> What the task requires: Retype the records from their first line up to and including the line containing "[[[255,169],[254,101],[152,83],[0,83],[0,169]]]", leaving out any pictures.

> Record list:

□ □ □

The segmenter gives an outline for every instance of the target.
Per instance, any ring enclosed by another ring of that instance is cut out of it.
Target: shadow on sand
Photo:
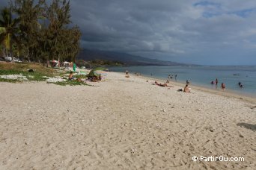
[[[256,125],[249,124],[249,123],[238,123],[237,126],[243,127],[246,129],[252,130],[253,131],[256,131]]]

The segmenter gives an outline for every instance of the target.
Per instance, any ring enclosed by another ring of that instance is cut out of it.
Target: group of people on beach
[[[177,75],[175,75],[174,76],[173,75],[168,75],[168,81],[170,81],[170,80],[171,80],[173,78],[175,78],[175,81],[177,81]]]

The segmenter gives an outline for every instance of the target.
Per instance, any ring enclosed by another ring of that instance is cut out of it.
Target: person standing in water
[[[222,89],[225,89],[226,86],[225,86],[225,84],[222,83],[221,84]]]

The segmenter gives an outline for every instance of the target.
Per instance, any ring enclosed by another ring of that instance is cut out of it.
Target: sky
[[[70,7],[82,48],[184,63],[256,65],[255,0],[70,0]]]

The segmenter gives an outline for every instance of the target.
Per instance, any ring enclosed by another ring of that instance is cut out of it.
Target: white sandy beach
[[[255,169],[254,101],[152,83],[0,83],[0,169]]]

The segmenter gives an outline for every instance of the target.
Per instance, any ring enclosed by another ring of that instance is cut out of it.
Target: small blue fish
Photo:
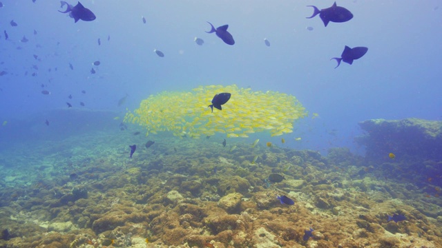
[[[137,145],[129,145],[129,147],[131,147],[131,158],[132,158],[132,155],[137,149]]]
[[[403,221],[403,220],[405,220],[407,218],[405,218],[405,216],[404,216],[403,214],[393,214],[392,216],[388,216],[388,220],[387,222],[390,221],[394,221],[395,223],[398,223],[398,221]]]
[[[225,43],[227,45],[235,44],[233,37],[232,37],[232,35],[227,31],[227,28],[229,28],[229,25],[226,24],[224,25],[218,27],[218,28],[215,29],[215,27],[213,27],[213,25],[212,25],[212,23],[209,23],[209,21],[207,21],[207,23],[210,24],[210,25],[212,27],[212,29],[209,32],[206,31],[206,33],[211,34],[211,33],[215,32],[216,33],[216,36],[220,37],[222,40],[222,41],[224,41],[224,43]]]
[[[209,107],[212,109],[212,113],[213,112],[213,107],[220,110],[222,110],[221,105],[226,103],[229,99],[230,99],[231,96],[231,94],[230,93],[220,93],[215,94],[212,99],[212,104],[209,105]]]
[[[277,197],[278,200],[281,203],[281,204],[287,204],[289,205],[295,205],[295,202],[293,200],[285,196],[281,196]]]
[[[307,231],[307,230],[304,231],[305,234],[304,234],[304,237],[302,237],[302,240],[307,241],[307,240],[309,240],[309,238],[310,237],[313,237],[313,234],[311,234],[311,232],[313,231],[314,231],[314,230],[311,227],[310,227],[310,230],[309,231]]]
[[[353,18],[353,14],[344,7],[337,6],[336,2],[334,2],[332,7],[322,9],[319,10],[318,8],[314,6],[308,6],[312,7],[314,10],[313,14],[307,19],[313,18],[319,14],[319,17],[323,20],[324,25],[327,27],[329,22],[341,23],[348,21]]]
[[[367,51],[368,51],[368,48],[365,47],[350,48],[345,45],[343,54],[340,54],[340,58],[332,58],[330,60],[334,59],[338,62],[338,65],[335,68],[336,69],[340,65],[341,61],[352,65],[354,60],[360,59],[364,56],[367,53]]]
[[[83,5],[80,2],[78,2],[78,3],[77,3],[75,7],[73,7],[70,4],[65,2],[64,1],[60,1],[60,2],[61,3],[61,8],[65,4],[68,7],[66,8],[66,10],[65,11],[59,10],[59,12],[61,13],[70,12],[69,14],[69,16],[73,18],[75,22],[77,22],[78,20],[90,21],[95,20],[97,18],[94,13],[90,11],[90,10],[84,8],[84,6],[83,6]]]

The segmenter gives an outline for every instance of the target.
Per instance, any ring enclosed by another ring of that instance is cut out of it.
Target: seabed
[[[3,149],[0,247],[442,247],[440,178],[343,148],[222,141],[128,130]]]

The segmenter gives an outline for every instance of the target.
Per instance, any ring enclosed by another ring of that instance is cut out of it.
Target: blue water
[[[287,139],[300,136],[302,142],[287,145],[323,153],[338,146],[363,154],[353,143],[361,134],[359,121],[442,118],[439,1],[338,2],[354,17],[327,27],[318,16],[306,19],[313,12],[306,6],[325,8],[332,1],[83,1],[97,19],[76,23],[57,11],[58,1],[1,2],[0,71],[8,72],[0,76],[0,121],[7,122],[0,127],[2,143],[14,141],[4,130],[15,120],[32,118],[43,130],[43,113],[67,110],[66,102],[122,116],[150,94],[211,84],[294,95],[319,118],[296,123]],[[12,19],[17,27],[10,25]],[[236,44],[206,33],[206,21],[229,24]],[[28,42],[20,42],[23,36]],[[204,44],[196,45],[195,37]],[[369,50],[353,65],[334,69],[329,59],[340,56],[345,45]],[[91,74],[97,60],[101,65]],[[44,90],[51,94],[42,94]]]

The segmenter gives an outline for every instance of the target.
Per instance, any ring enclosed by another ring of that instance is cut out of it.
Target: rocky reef
[[[122,141],[146,141],[122,134],[42,144],[56,152],[30,154],[32,174],[8,151],[16,167],[0,170],[0,247],[442,247],[442,200],[425,192],[440,188],[386,177],[346,149],[325,157],[157,136],[129,158]],[[387,222],[394,214],[406,220]]]

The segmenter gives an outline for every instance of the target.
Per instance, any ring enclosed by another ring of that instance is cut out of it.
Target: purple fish
[[[80,2],[78,2],[75,7],[73,7],[64,1],[61,1],[60,2],[61,3],[61,7],[66,4],[67,8],[65,11],[59,10],[59,12],[61,13],[70,12],[70,16],[74,19],[75,22],[77,22],[78,20],[90,21],[95,20],[96,18],[94,13],[93,13],[89,9],[84,8]]]
[[[131,147],[131,158],[132,158],[132,155],[137,149],[137,145],[129,145],[129,147]]]
[[[220,93],[215,94],[212,99],[212,104],[209,105],[209,107],[212,109],[212,112],[213,112],[213,107],[220,110],[222,110],[221,105],[226,103],[229,99],[230,99],[231,96],[231,94],[230,93]]]
[[[341,61],[351,65],[353,63],[354,60],[358,59],[364,56],[367,53],[367,51],[368,51],[368,48],[365,47],[356,47],[350,48],[345,45],[344,52],[340,54],[340,58],[332,58],[330,60],[335,59],[338,61],[338,65],[335,68],[337,68],[338,66],[340,65]]]
[[[212,23],[209,23],[209,21],[207,21],[207,23],[210,24],[210,25],[212,27],[212,29],[209,32],[206,31],[206,33],[211,34],[211,33],[215,32],[216,33],[216,36],[220,37],[222,40],[222,41],[224,41],[224,43],[225,43],[227,45],[235,44],[233,37],[232,37],[232,35],[227,31],[227,28],[229,28],[229,25],[226,24],[224,25],[218,27],[218,28],[215,29],[215,27],[213,27],[213,25],[212,25]]]
[[[322,9],[320,10],[314,6],[308,6],[307,7],[312,7],[314,11],[311,17],[306,18],[313,18],[319,14],[319,17],[323,20],[324,25],[326,27],[330,21],[341,23],[348,21],[353,18],[353,14],[352,14],[349,10],[344,7],[336,6],[336,2],[334,2],[332,7]]]

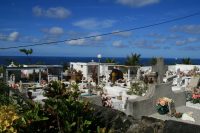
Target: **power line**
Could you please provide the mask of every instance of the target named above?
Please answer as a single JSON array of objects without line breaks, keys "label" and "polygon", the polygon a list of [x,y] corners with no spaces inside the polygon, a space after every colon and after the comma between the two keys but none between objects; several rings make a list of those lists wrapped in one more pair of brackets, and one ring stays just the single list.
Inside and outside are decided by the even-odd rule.
[{"label": "power line", "polygon": [[187,19],[187,18],[194,17],[194,16],[197,16],[197,15],[200,15],[200,12],[195,12],[193,14],[182,16],[182,17],[177,17],[177,18],[174,18],[174,19],[170,19],[170,20],[166,20],[166,21],[162,21],[162,22],[158,22],[158,23],[153,23],[153,24],[144,25],[144,26],[135,27],[135,28],[130,28],[130,29],[125,29],[125,30],[119,30],[119,31],[115,31],[115,32],[108,32],[108,33],[104,33],[104,34],[85,36],[85,37],[79,37],[79,38],[72,38],[72,39],[66,39],[66,40],[60,40],[60,41],[51,41],[51,42],[43,42],[43,43],[34,43],[34,44],[29,44],[29,45],[11,46],[11,47],[0,48],[0,50],[25,48],[25,47],[31,47],[31,46],[50,45],[50,44],[58,45],[58,43],[63,43],[63,42],[77,41],[77,40],[80,40],[80,39],[90,39],[90,38],[119,34],[119,33],[123,33],[123,32],[139,30],[139,29],[145,29],[145,28],[154,27],[154,26],[158,26],[158,25],[162,25],[162,24],[166,24],[166,23],[175,22],[175,21],[178,21],[178,20]]}]

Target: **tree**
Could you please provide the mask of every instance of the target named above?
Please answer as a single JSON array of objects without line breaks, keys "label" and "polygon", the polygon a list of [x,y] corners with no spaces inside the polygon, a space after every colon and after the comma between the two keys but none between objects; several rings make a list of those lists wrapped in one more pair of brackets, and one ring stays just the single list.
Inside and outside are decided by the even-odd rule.
[{"label": "tree", "polygon": [[115,59],[106,58],[106,63],[116,63]]},{"label": "tree", "polygon": [[28,55],[31,55],[33,53],[33,49],[25,49],[25,48],[23,48],[23,49],[20,49],[19,51],[24,53],[24,54],[26,54],[29,63],[31,63],[31,59],[29,58]]},{"label": "tree", "polygon": [[127,66],[136,66],[136,65],[139,65],[139,62],[140,62],[140,54],[133,54],[131,53],[130,56],[127,56],[126,57],[126,61],[125,61],[125,65]]},{"label": "tree", "polygon": [[190,64],[192,64],[192,61],[191,61],[190,58],[183,58],[182,59],[182,64],[190,65]]}]

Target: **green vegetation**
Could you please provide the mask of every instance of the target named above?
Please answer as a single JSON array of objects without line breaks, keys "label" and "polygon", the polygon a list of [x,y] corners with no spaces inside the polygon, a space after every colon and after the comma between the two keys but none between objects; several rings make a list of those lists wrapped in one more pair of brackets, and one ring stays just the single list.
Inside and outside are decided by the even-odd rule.
[{"label": "green vegetation", "polygon": [[131,84],[131,88],[129,88],[127,94],[142,96],[142,94],[146,93],[147,89],[148,89],[147,84],[143,82],[136,82]]},{"label": "green vegetation", "polygon": [[116,63],[115,59],[106,58],[105,63]]},{"label": "green vegetation", "polygon": [[[0,100],[0,132],[55,132],[55,133],[105,133],[100,122],[93,116],[94,109],[80,99],[77,84],[65,88],[61,82],[53,81],[46,90],[44,105],[23,99],[16,93],[12,102]],[[8,97],[9,87],[2,82],[0,91]],[[8,113],[7,113],[8,112]],[[7,116],[4,119],[3,116]],[[111,131],[111,130],[110,130]]]},{"label": "green vegetation", "polygon": [[126,61],[125,61],[125,65],[128,66],[136,66],[139,65],[140,63],[140,54],[133,54],[131,53],[131,55],[127,56]]}]

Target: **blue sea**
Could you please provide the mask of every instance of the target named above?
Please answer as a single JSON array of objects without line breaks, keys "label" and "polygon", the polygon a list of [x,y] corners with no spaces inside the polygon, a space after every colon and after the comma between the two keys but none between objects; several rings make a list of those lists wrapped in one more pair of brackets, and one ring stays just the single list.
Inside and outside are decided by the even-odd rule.
[{"label": "blue sea", "polygon": [[[124,64],[126,57],[103,57],[101,62],[105,62],[106,58],[114,59],[118,64]],[[47,65],[63,65],[69,62],[98,62],[97,57],[48,57],[48,56],[0,56],[0,64],[8,65],[11,61],[28,64],[47,64]],[[149,65],[151,58],[141,58],[140,64]],[[175,58],[164,58],[165,64],[173,65],[176,63],[181,63],[182,59]],[[200,59],[191,59],[192,64],[200,65]]]}]

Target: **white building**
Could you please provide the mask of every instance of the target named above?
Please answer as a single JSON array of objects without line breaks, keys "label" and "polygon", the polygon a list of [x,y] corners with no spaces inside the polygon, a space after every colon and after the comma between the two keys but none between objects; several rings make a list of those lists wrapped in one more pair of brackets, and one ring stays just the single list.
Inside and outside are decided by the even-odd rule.
[{"label": "white building", "polygon": [[70,68],[75,69],[76,71],[81,71],[83,77],[88,80],[93,73],[98,73],[99,76],[106,76],[106,79],[109,78],[109,74],[114,68],[114,63],[98,63],[98,62],[70,62]]}]

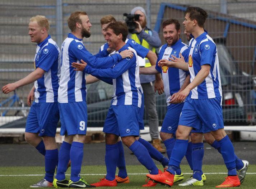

□ □ □

> Answer in full:
The segmenter gives an outline for every instance of the target.
Per instance, any ring enclosed by another ring of that instance is cut out of it.
Target: shadow on sand
Photo:
[[[256,125],[249,124],[249,123],[238,123],[237,126],[243,127],[246,129],[252,130],[253,131],[256,131]]]

The segmenter gives an outline for every instance of the target.
Per instance, any ring enclosed by another ring of that instance is cut out of it.
Target: group of people on beach
[[[177,75],[175,75],[174,76],[173,75],[168,75],[168,81],[170,81],[170,80],[171,80],[173,78],[175,78],[175,81],[177,81]]]

The segmenter gives an outline for every instance of the target.
Per instance, any ring enclosed by another ring of that instance is cut out of it.
Target: person standing in water
[[[222,89],[225,89],[226,86],[225,86],[225,84],[222,83],[221,84]]]

The segmenter gives an outline for every instance of the target.
Per instance, any ring enclosed by another ring of that instance is cut out of it.
Target: sky
[[[70,7],[82,48],[184,63],[256,65],[255,0],[70,0]]]

The segmenter gives an outline for every instance of the target.
Per instance, any ring enclosed by another ring of that instance is cut out of it.
Target: white sandy beach
[[[255,169],[254,101],[152,83],[0,83],[0,169]]]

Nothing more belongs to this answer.